**Do this**
Locate the line containing "Please tag the boot tongue" in the material below; repeat it and every line after it, exactly as written.

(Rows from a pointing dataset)
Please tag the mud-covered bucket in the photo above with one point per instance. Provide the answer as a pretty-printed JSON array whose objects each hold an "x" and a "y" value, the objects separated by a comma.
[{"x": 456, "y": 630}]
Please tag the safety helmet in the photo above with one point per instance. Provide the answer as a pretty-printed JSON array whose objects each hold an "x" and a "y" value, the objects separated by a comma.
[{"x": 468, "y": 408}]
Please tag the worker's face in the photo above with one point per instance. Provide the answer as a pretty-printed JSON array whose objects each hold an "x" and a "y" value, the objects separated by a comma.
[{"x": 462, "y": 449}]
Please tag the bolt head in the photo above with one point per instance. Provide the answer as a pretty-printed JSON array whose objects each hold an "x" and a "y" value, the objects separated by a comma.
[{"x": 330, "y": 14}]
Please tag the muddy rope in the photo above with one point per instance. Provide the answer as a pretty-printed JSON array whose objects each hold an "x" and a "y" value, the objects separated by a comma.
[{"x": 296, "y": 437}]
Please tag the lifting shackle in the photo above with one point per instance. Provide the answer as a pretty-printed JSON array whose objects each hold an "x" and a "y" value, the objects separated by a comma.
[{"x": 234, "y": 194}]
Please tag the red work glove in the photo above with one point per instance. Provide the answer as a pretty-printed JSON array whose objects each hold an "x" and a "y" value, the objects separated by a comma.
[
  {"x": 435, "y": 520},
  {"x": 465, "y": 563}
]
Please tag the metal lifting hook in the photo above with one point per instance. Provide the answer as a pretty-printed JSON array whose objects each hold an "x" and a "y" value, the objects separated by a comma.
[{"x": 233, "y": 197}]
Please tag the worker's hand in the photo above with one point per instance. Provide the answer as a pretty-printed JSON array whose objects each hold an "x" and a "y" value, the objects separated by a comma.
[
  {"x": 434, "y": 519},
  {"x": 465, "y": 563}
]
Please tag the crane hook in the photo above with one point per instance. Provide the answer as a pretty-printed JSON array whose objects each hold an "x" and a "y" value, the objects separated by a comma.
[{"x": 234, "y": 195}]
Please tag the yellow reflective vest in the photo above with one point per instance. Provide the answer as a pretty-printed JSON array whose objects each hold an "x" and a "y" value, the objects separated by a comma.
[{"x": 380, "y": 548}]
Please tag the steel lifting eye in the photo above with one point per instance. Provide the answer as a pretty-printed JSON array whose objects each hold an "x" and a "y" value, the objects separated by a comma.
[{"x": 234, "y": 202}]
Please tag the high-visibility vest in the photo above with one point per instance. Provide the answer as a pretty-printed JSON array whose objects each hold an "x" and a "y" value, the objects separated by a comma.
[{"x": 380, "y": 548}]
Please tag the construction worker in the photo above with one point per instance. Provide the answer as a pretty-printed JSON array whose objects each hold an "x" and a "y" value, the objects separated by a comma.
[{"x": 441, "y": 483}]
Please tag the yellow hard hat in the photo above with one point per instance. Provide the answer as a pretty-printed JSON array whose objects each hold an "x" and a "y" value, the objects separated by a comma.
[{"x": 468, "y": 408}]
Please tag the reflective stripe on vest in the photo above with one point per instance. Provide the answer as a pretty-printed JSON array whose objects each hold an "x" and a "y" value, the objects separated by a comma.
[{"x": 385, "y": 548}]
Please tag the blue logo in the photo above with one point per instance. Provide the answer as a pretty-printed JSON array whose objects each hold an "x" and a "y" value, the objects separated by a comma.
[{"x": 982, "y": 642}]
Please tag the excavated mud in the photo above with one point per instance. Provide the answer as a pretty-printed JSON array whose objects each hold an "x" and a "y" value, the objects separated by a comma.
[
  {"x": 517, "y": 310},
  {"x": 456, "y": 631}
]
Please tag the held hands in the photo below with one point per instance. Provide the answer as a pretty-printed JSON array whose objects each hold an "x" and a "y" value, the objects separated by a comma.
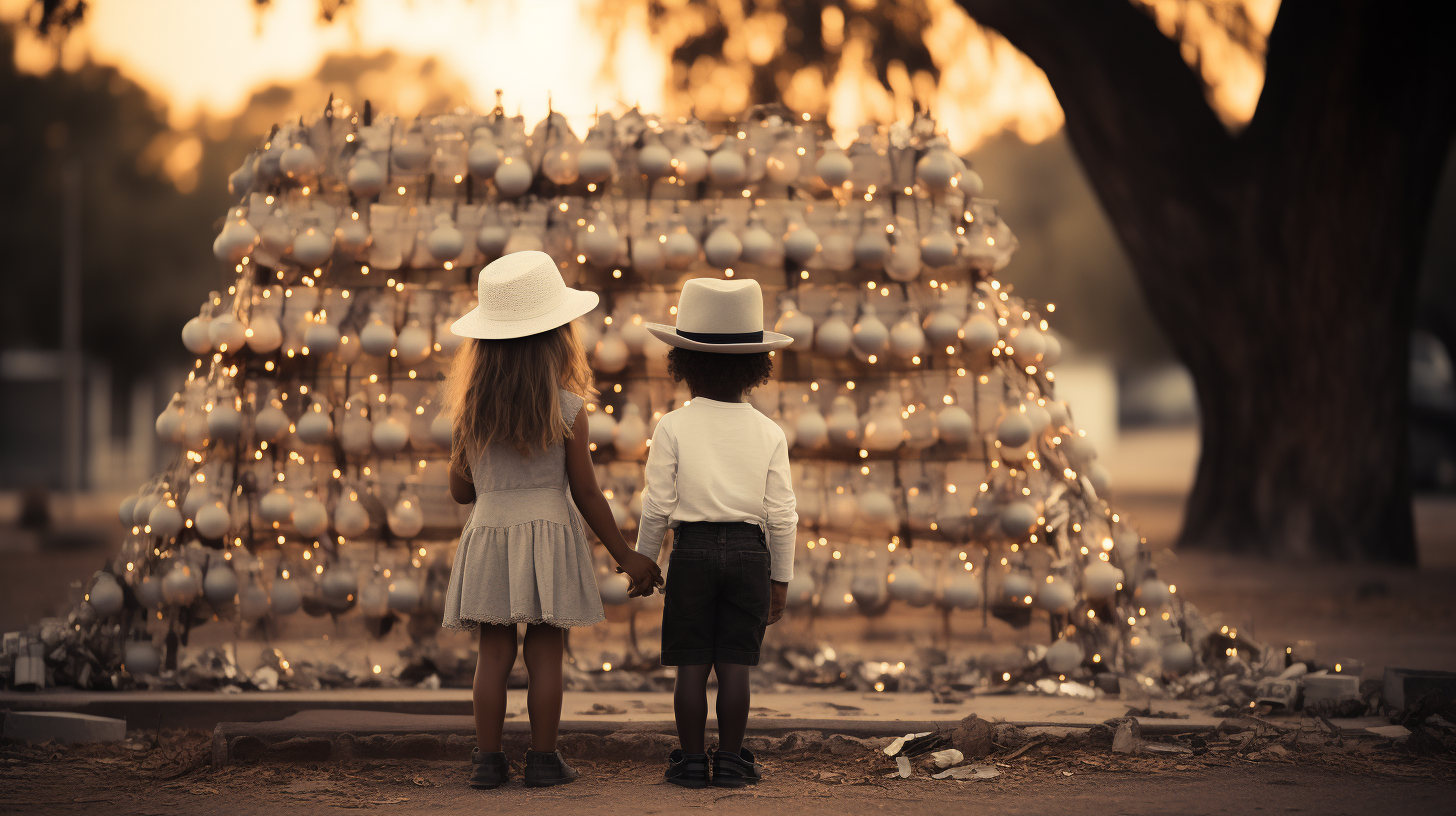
[
  {"x": 642, "y": 573},
  {"x": 778, "y": 599}
]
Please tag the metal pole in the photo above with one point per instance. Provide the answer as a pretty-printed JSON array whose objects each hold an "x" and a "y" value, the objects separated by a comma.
[{"x": 72, "y": 430}]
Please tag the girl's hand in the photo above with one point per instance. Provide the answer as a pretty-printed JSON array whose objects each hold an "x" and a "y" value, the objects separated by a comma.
[{"x": 642, "y": 573}]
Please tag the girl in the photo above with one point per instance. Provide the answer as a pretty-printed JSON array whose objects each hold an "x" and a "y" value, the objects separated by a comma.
[
  {"x": 718, "y": 472},
  {"x": 517, "y": 394}
]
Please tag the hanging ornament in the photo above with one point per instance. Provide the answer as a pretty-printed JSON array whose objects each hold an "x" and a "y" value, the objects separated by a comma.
[
  {"x": 800, "y": 242},
  {"x": 782, "y": 165},
  {"x": 513, "y": 177},
  {"x": 181, "y": 586},
  {"x": 833, "y": 166},
  {"x": 312, "y": 246},
  {"x": 1100, "y": 580},
  {"x": 444, "y": 242},
  {"x": 315, "y": 426},
  {"x": 284, "y": 598},
  {"x": 321, "y": 337},
  {"x": 871, "y": 335},
  {"x": 690, "y": 163},
  {"x": 797, "y": 325},
  {"x": 264, "y": 334},
  {"x": 903, "y": 263},
  {"x": 843, "y": 423},
  {"x": 171, "y": 421},
  {"x": 1014, "y": 430},
  {"x": 935, "y": 169},
  {"x": 194, "y": 332},
  {"x": 722, "y": 246},
  {"x": 406, "y": 518},
  {"x": 600, "y": 427},
  {"x": 654, "y": 161},
  {"x": 680, "y": 248},
  {"x": 366, "y": 177},
  {"x": 411, "y": 152},
  {"x": 835, "y": 337},
  {"x": 220, "y": 585},
  {"x": 610, "y": 353},
  {"x": 942, "y": 328},
  {"x": 1017, "y": 519},
  {"x": 377, "y": 337},
  {"x": 1027, "y": 346},
  {"x": 226, "y": 332},
  {"x": 236, "y": 241},
  {"x": 906, "y": 338},
  {"x": 872, "y": 245},
  {"x": 1017, "y": 587},
  {"x": 1056, "y": 596},
  {"x": 979, "y": 334},
  {"x": 484, "y": 156},
  {"x": 759, "y": 245},
  {"x": 727, "y": 166},
  {"x": 414, "y": 343},
  {"x": 954, "y": 426},
  {"x": 810, "y": 429},
  {"x": 960, "y": 589},
  {"x": 599, "y": 241},
  {"x": 350, "y": 516},
  {"x": 491, "y": 239}
]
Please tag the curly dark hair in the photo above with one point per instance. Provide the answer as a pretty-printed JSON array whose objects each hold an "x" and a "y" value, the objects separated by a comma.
[{"x": 708, "y": 372}]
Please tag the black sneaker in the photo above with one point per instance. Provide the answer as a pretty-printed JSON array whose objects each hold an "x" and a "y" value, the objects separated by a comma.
[
  {"x": 736, "y": 770},
  {"x": 687, "y": 770},
  {"x": 489, "y": 770},
  {"x": 545, "y": 768}
]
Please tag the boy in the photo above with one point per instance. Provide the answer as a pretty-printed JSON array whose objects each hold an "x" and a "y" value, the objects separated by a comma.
[{"x": 718, "y": 474}]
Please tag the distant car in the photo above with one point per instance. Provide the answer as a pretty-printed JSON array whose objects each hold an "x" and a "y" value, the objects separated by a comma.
[{"x": 1433, "y": 414}]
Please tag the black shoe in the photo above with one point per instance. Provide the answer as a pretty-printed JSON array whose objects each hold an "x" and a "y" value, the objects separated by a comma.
[
  {"x": 491, "y": 770},
  {"x": 687, "y": 770},
  {"x": 736, "y": 770},
  {"x": 545, "y": 768}
]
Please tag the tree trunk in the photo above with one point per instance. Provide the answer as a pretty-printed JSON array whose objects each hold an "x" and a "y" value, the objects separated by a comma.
[{"x": 1280, "y": 261}]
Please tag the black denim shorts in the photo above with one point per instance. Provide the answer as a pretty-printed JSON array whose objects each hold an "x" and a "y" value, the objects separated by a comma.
[{"x": 717, "y": 595}]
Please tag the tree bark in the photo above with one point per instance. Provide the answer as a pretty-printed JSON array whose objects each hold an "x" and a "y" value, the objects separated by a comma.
[{"x": 1282, "y": 261}]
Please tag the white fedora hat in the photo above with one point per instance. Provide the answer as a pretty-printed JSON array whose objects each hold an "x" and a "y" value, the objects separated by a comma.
[
  {"x": 719, "y": 315},
  {"x": 521, "y": 295}
]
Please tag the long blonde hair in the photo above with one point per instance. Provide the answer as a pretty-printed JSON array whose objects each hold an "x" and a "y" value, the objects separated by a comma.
[{"x": 508, "y": 392}]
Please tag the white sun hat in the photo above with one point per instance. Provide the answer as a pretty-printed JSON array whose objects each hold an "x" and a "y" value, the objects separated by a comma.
[
  {"x": 719, "y": 315},
  {"x": 521, "y": 295}
]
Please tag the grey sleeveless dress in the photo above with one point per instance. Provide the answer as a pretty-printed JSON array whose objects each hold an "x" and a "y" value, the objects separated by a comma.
[{"x": 523, "y": 557}]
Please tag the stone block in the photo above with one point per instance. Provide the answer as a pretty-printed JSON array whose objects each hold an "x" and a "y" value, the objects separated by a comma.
[{"x": 63, "y": 727}]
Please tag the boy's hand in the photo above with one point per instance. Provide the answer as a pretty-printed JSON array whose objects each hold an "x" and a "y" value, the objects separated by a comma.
[
  {"x": 642, "y": 574},
  {"x": 778, "y": 599}
]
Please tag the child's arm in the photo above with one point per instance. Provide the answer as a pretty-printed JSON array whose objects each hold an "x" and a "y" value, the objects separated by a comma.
[
  {"x": 658, "y": 491},
  {"x": 642, "y": 571},
  {"x": 460, "y": 485},
  {"x": 782, "y": 522}
]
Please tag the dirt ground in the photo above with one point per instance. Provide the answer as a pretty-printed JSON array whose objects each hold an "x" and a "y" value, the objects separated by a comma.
[{"x": 1050, "y": 775}]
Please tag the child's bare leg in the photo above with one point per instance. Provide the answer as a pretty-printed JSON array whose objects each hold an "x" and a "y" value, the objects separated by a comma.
[
  {"x": 543, "y": 649},
  {"x": 491, "y": 671},
  {"x": 733, "y": 704},
  {"x": 690, "y": 707}
]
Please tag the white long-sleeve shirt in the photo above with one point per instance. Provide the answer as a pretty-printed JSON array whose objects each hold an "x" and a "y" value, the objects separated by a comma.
[{"x": 719, "y": 462}]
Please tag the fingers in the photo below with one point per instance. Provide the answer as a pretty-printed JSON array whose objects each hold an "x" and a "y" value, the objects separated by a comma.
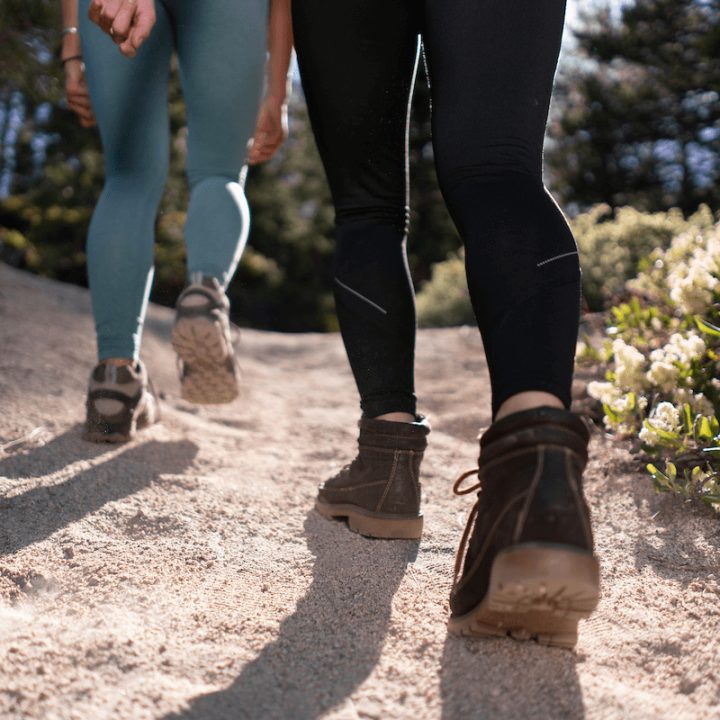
[
  {"x": 143, "y": 23},
  {"x": 103, "y": 12},
  {"x": 264, "y": 147},
  {"x": 77, "y": 95},
  {"x": 128, "y": 22},
  {"x": 123, "y": 21}
]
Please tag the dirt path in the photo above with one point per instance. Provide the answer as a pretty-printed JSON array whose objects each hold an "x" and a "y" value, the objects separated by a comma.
[{"x": 186, "y": 576}]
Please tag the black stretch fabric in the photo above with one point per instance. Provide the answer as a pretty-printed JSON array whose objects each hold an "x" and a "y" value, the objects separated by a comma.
[{"x": 491, "y": 66}]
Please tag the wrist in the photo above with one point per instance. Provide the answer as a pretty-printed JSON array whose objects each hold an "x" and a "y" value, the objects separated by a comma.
[{"x": 70, "y": 46}]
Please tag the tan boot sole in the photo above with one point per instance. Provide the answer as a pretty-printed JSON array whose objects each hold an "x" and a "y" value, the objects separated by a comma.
[
  {"x": 370, "y": 524},
  {"x": 537, "y": 592},
  {"x": 201, "y": 344}
]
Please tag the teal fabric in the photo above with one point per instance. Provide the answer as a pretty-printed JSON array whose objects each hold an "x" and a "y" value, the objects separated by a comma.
[{"x": 221, "y": 48}]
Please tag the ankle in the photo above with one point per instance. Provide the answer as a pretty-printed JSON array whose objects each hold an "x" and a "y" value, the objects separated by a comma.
[
  {"x": 528, "y": 401},
  {"x": 119, "y": 362},
  {"x": 396, "y": 417}
]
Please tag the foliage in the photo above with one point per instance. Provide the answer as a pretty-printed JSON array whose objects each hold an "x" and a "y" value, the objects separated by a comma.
[
  {"x": 637, "y": 111},
  {"x": 444, "y": 300},
  {"x": 614, "y": 244},
  {"x": 663, "y": 351}
]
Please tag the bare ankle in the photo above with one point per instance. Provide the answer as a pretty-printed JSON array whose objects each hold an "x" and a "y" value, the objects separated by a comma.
[{"x": 528, "y": 401}]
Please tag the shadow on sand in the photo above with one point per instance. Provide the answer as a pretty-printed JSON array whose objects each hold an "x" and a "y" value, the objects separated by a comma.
[
  {"x": 332, "y": 641},
  {"x": 494, "y": 678},
  {"x": 36, "y": 514}
]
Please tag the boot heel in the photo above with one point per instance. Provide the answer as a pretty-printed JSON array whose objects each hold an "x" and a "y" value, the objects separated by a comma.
[
  {"x": 378, "y": 525},
  {"x": 545, "y": 578},
  {"x": 537, "y": 592}
]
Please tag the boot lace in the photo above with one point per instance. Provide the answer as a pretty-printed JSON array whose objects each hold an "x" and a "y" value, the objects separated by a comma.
[{"x": 458, "y": 489}]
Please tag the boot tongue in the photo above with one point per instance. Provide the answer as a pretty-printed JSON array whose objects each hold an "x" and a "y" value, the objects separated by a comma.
[{"x": 539, "y": 420}]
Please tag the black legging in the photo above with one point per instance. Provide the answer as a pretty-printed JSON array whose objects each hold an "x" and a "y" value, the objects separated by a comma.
[{"x": 491, "y": 66}]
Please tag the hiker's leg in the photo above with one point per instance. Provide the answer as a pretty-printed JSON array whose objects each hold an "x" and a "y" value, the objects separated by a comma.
[
  {"x": 492, "y": 68},
  {"x": 357, "y": 60},
  {"x": 129, "y": 97},
  {"x": 221, "y": 50}
]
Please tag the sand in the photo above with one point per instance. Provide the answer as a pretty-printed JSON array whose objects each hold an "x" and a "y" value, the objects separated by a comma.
[{"x": 186, "y": 575}]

**Problem solution**
Please tag the boot tongue in the photo above with one point per instance. Provide the answer as a pretty-printed JSON array whose objects each hold an "x" and a "y" value, the objects separated by a comma.
[{"x": 539, "y": 420}]
Please tag the black legging in the photo above with one point per instance. Provide the answer as a pretty-printed JSON array whose objects each hold an "x" and a "y" value, the objects separated by a comma.
[{"x": 491, "y": 66}]
Please tag the hiker's leg in the photo above with one point per instance. Provide the answer as a pretty-printed JSON array whose objects each hold an "x" and a "y" value, the objects separated by a comma.
[
  {"x": 492, "y": 68},
  {"x": 357, "y": 60},
  {"x": 129, "y": 97},
  {"x": 221, "y": 50}
]
Please tag the sand in the photo above with one point per instance. Provide the answer as a pretty-printed JSON array whose objects each hold an "x" and a "y" value, the objects separated by a comma.
[{"x": 186, "y": 575}]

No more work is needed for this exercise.